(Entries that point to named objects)
— START —

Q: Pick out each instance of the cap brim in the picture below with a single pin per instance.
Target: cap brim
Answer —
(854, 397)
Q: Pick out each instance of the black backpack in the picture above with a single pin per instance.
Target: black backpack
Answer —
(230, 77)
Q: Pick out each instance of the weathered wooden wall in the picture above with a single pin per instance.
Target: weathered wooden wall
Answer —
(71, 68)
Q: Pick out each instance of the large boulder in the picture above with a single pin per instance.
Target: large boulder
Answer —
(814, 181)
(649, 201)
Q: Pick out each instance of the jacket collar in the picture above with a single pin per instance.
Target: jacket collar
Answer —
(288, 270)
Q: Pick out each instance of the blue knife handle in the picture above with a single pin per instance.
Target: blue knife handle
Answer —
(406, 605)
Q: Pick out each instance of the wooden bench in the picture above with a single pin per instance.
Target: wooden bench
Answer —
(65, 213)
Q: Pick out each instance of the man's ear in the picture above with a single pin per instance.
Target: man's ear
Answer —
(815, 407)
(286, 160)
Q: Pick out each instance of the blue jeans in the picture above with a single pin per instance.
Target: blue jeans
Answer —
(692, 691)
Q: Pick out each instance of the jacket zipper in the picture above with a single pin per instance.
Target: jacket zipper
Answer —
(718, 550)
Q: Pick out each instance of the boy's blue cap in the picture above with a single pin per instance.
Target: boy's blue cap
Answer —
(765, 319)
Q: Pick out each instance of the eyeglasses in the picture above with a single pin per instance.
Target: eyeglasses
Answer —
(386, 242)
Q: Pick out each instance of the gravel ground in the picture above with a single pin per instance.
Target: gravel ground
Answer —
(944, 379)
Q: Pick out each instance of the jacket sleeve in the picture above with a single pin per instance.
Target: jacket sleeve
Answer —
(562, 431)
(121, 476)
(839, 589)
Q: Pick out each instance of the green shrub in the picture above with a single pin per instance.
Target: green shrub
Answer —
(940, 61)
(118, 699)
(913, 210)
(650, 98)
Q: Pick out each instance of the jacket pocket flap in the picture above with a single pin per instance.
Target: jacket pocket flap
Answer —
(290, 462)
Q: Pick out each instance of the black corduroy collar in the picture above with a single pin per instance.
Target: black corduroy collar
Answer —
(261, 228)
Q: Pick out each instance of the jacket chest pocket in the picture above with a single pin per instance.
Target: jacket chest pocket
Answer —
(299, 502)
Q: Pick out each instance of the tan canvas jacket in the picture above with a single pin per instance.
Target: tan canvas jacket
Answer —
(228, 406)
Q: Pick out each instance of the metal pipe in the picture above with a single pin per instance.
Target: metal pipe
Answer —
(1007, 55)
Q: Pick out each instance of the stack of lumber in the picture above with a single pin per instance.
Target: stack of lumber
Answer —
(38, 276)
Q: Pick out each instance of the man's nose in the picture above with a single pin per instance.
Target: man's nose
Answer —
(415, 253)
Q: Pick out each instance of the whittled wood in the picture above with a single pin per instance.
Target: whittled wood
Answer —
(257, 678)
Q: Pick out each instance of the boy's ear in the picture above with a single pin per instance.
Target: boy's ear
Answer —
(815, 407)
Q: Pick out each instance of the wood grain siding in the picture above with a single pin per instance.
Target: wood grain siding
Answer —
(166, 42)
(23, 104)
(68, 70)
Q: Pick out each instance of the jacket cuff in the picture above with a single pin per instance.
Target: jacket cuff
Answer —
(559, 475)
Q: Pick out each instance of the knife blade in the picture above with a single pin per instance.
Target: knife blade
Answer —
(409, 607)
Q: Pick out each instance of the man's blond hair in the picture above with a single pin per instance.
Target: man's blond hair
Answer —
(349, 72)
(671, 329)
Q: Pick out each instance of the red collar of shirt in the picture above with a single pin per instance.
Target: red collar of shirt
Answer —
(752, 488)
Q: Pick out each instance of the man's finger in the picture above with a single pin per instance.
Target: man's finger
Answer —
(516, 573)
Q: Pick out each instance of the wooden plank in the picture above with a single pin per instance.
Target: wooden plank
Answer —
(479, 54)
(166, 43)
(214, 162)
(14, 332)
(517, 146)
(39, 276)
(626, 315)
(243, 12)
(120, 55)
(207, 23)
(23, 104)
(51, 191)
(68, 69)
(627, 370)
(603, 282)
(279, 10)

— END —

Give the listing above again with "single pin" switched to "single marker" everywhere it occurs, keeping every other line unchanged.

Q: Pick out each instance of the cap brim in the picture below with a single marker per instance.
Target: cap brim
Answer —
(854, 397)
Q: Pick out each instance of the black backpack in the picture above with a single marker per instance.
Target: black backpack
Answer —
(230, 77)
Q: Pick out each instance of the weathered wooden wall in the picture above with a single marker per instance.
Target: weathered wooden wall
Answer —
(71, 68)
Q: Pick out each instance of the large boulder in the picture above with a single marker per instance.
Target: large boulder
Answer —
(814, 181)
(649, 201)
Q: Pick out each instance of the jacket collar in the picture above with a single marker per instance.
Target: jacket collar
Answer —
(288, 270)
Q: Pick out each instance of the blue knife handle in the picture above with a single marker per instance.
Target: blue knife handle
Answer —
(406, 605)
Q: Pick out each instance of the wooden bench in the picture above with a single marker per instance.
Target: wooden bench
Answer —
(65, 213)
Q: Pick out each instance of the man's ear in the picture above with a single marker per instance.
Target: man's ear
Answer —
(815, 407)
(286, 160)
Q: Pick out each instance of the blue jeans in the picture above with a single marker per instance.
Target: blue jeans
Answer —
(692, 691)
Q: Pick out each instance of the jacket zipper in the picture above with a single marker per instance.
Target: jacket zipper
Answer —
(718, 550)
Q: Pick out each instance of the boy's blue cap in the picture above with a single marker per instance.
Target: boy's blue cap
Answer —
(765, 319)
Q: Pick out each instance of the eyeglasses in the picture above with a single marker per instance.
Target: eyeglasses
Answer —
(386, 242)
Q: Pick out each instance of the gravel ground in the picture above with a single marker per instance.
Target: gravel ground
Answer —
(944, 379)
Q: Pick out each instance of the jacket sleeve in the picture above with a single marker per instance.
Target: jacket sleeve
Answer —
(562, 431)
(121, 476)
(839, 589)
Q: Pick out each instance of the green shrub in the picture above with a single marker per instance.
Target: green shrub
Answer —
(940, 61)
(118, 699)
(913, 210)
(650, 98)
Q: Pick out each instance of the jacket pocket flap in the picture above with a single marker per instance.
Target: jacket pocket flap
Answer —
(290, 462)
Q: Pick out each instance of the black corduroy collar in the picture above with a single marker per instance.
Target: black corduroy collar
Answer —
(261, 228)
Q: Pick out each instance of the jacket chest pocket in the picture above with a single marker per instance.
Target: jacket chest pocket
Answer —
(299, 502)
Q: Pick out each instance of the tan canvas jacket in the picture above with a single marker per instance.
Target: tan canvas jacket
Answer —
(228, 406)
Q: Pick out each instance of the metal pipe in the picture above with a single marker per instance.
Target: metal pipe
Answer —
(1007, 55)
Q: Pick out each instance of the stack of lumber in the picture above with a single marker per instance.
Target: stack of lumber
Answer —
(38, 276)
Q: Pick out each instance of the man's nose in the picture above with a single marker per instance.
Target: man's nose
Answer —
(415, 253)
Q: Pick out each instance of the whittled wood in the picture above with a single marker per instance.
Target: whittled wood
Answer —
(257, 678)
Q: Pick out each instance of the boy's ear in the picture above with a single marker per instance.
Target: boy's ear
Answer —
(815, 407)
Q: Pick out each instance of the wood grain siding in the picture above with a single marker per instance.
Target: wood grain siding
Answer —
(166, 42)
(23, 104)
(68, 70)
Q: Pick out each instance of the jacket cuff in the picture above with a single marker per instance.
Target: jacket cuff
Answer —
(559, 475)
Q: Pick out each instance of the knife blade in the picture above with a single marker per instance.
Target: knife blade
Answer —
(409, 607)
Q: Pick out each instance of the man's blond hair in the picture above with a single marker per instance.
Target: man's blond hair
Answer —
(349, 72)
(671, 329)
Q: Pick out each instance of the red collar of shirt in the picture above with a single marker per instance.
Target: red collar of shirt
Answer —
(752, 488)
Q: Pick out each instance of the man's finger in the picture above with a single marker per instance.
Target: man's finger
Answer —
(516, 573)
Q: Pick out each instance of the wooden plank in the picture above with a single marker per instance.
Target: wooden plank
Answer —
(479, 54)
(166, 43)
(214, 162)
(14, 332)
(517, 146)
(39, 276)
(626, 315)
(243, 12)
(120, 55)
(207, 23)
(23, 104)
(51, 191)
(68, 69)
(627, 370)
(603, 282)
(279, 10)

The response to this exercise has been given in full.